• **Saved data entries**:
- - -

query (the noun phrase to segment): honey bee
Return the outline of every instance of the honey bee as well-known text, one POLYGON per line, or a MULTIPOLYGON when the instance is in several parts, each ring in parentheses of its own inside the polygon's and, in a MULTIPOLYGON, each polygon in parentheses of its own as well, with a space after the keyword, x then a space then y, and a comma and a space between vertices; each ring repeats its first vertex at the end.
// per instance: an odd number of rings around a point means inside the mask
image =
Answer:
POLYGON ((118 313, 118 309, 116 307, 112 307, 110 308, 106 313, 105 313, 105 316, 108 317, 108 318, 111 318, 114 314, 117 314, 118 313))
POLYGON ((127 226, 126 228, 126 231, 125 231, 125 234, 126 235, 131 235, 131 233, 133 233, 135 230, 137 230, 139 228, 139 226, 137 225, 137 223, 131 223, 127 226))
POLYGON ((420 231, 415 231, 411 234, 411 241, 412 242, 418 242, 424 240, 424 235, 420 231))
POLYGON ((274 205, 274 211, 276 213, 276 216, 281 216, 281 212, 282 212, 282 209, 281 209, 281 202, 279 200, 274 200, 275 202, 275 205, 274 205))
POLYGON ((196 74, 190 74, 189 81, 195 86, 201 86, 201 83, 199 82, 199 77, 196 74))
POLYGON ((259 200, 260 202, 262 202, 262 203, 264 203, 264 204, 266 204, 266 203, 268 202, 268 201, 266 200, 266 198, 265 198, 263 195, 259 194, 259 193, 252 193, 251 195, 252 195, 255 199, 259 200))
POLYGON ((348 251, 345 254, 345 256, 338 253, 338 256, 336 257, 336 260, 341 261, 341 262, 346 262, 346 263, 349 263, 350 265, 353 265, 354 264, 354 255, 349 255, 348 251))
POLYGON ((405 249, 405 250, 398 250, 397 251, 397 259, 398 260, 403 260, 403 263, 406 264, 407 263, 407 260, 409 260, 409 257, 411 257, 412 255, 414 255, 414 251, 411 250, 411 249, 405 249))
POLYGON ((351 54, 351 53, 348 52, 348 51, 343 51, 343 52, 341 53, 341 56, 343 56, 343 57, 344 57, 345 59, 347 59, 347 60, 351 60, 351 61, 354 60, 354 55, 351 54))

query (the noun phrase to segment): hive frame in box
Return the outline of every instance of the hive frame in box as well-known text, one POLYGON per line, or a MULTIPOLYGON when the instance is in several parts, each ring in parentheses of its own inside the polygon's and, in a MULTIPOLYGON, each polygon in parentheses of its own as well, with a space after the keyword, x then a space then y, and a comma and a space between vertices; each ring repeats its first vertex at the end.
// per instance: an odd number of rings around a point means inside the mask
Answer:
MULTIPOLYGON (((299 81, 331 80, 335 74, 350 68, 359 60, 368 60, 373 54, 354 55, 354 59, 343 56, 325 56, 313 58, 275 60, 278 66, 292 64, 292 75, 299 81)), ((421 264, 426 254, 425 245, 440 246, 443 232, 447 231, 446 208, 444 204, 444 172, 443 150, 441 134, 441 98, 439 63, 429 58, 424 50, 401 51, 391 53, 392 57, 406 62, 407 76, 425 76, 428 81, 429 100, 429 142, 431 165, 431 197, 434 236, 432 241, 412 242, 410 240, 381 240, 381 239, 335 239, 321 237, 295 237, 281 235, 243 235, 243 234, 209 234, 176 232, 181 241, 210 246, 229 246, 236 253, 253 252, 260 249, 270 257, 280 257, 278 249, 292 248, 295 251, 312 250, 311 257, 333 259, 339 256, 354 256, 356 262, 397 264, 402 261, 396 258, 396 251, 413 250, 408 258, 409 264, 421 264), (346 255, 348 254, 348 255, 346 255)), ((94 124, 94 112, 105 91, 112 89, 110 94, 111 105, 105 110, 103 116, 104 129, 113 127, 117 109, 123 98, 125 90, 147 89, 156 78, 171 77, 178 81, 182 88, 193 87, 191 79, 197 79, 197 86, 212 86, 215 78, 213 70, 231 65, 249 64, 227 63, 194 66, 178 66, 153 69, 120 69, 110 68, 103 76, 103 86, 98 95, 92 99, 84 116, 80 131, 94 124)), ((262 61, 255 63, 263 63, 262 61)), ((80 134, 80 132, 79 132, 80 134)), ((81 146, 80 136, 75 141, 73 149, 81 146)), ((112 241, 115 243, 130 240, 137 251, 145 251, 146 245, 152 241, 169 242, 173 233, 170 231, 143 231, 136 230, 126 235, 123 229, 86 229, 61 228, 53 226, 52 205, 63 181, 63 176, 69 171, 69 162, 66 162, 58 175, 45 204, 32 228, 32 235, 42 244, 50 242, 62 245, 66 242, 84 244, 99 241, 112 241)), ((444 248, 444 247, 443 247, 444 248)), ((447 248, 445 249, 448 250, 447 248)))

- - -

Lines above with "phrase" in them are the ones to copy.

query (the noun phrase to segment): honey bee
query (the noun phrase to segment): hive frame in box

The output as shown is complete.